## Assignment
Give back, word for word, the lines in the listing below from the one holding "column 87, row 41" down to the one holding "column 249, row 142", both ends included.
** Opening Task input block **
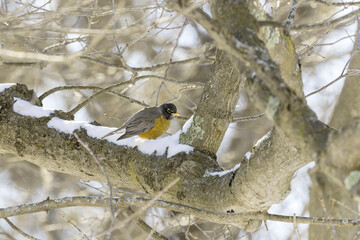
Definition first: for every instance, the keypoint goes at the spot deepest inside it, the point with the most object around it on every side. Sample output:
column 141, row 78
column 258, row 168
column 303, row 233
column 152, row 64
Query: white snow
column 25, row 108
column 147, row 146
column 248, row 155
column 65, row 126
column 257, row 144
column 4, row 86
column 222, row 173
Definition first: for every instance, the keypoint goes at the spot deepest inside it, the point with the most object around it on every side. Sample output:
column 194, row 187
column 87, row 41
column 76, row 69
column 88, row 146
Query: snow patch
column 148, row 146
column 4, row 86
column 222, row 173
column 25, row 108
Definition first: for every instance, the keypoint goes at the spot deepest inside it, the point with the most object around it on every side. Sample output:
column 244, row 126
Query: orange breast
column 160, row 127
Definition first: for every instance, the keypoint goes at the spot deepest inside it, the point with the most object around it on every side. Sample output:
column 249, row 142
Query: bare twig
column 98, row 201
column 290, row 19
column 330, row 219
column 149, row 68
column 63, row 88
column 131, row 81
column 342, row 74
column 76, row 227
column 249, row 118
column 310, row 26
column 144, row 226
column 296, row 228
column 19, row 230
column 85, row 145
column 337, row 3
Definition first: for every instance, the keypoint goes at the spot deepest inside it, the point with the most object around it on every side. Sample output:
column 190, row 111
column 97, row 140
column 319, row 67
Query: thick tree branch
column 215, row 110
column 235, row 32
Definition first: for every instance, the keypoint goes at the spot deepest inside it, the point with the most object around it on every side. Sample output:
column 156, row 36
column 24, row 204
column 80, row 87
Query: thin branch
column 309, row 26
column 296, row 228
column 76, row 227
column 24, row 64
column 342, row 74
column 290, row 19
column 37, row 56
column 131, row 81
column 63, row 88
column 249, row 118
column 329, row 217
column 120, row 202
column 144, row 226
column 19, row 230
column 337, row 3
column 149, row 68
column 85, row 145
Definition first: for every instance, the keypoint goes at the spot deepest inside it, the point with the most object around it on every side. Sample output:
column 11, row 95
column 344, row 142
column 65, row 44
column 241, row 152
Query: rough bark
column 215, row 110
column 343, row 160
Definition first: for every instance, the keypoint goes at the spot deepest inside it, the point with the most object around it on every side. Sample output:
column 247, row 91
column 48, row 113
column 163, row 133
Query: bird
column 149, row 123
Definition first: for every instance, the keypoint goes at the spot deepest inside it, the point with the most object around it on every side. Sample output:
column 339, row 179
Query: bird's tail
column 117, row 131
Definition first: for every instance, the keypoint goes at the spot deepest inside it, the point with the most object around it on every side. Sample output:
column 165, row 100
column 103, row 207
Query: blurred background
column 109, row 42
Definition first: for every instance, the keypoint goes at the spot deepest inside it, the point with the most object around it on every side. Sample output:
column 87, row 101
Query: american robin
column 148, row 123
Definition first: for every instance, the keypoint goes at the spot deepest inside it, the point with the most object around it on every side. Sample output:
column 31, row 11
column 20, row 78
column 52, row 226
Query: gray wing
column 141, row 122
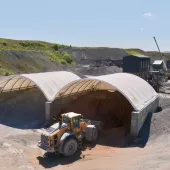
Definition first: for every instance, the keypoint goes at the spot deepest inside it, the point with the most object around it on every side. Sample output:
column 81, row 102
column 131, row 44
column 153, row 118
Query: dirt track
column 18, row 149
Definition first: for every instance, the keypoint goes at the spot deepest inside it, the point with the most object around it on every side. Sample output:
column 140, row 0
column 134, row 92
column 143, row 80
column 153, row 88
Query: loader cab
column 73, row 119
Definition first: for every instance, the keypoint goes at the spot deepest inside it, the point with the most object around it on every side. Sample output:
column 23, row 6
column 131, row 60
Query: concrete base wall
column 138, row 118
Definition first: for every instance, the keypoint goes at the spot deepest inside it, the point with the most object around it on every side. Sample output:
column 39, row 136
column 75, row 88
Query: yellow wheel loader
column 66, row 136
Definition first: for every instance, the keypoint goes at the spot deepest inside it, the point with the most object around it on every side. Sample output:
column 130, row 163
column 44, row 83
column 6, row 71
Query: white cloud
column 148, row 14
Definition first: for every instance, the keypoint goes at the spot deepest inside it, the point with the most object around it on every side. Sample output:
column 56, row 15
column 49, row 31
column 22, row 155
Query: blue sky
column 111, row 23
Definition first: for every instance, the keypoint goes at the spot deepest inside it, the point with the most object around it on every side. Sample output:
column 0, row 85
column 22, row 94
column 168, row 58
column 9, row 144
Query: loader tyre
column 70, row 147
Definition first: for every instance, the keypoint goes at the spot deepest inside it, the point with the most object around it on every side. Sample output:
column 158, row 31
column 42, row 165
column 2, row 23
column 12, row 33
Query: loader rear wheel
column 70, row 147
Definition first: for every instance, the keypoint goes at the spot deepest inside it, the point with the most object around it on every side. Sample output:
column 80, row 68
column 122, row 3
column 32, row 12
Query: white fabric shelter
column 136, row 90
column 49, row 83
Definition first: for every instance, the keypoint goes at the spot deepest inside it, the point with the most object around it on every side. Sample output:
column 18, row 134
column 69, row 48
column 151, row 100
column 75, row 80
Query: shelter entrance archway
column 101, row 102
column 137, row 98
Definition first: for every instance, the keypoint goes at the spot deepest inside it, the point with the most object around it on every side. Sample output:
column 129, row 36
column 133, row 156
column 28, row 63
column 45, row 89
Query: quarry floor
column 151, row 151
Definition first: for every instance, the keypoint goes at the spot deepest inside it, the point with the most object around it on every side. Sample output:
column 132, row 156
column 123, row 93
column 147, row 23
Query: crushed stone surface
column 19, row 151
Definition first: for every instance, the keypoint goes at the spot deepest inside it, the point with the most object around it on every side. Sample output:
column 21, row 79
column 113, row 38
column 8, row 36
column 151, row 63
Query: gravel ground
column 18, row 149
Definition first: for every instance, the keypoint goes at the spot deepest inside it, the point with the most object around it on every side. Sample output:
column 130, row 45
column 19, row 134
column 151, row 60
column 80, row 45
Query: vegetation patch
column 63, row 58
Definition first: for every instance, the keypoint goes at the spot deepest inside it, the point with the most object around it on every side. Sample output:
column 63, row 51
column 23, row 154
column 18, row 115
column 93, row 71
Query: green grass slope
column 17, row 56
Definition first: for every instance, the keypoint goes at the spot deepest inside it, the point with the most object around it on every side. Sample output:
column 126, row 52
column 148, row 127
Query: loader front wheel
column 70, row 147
** Closing Task input block **
## The answer
column 87, row 41
column 76, row 69
column 88, row 146
Query: snow patch
column 148, row 146
column 4, row 86
column 222, row 173
column 25, row 108
Definition first: for every instance, the keypoint goes at the spot deepest inside it, the point with the most object around it on every side. Sample output:
column 244, row 126
Query: orange breast
column 160, row 127
Definition first: for every instance, the keypoint goes at the spot deepest inside it, the point with the most object around it on every side. Sample output:
column 249, row 142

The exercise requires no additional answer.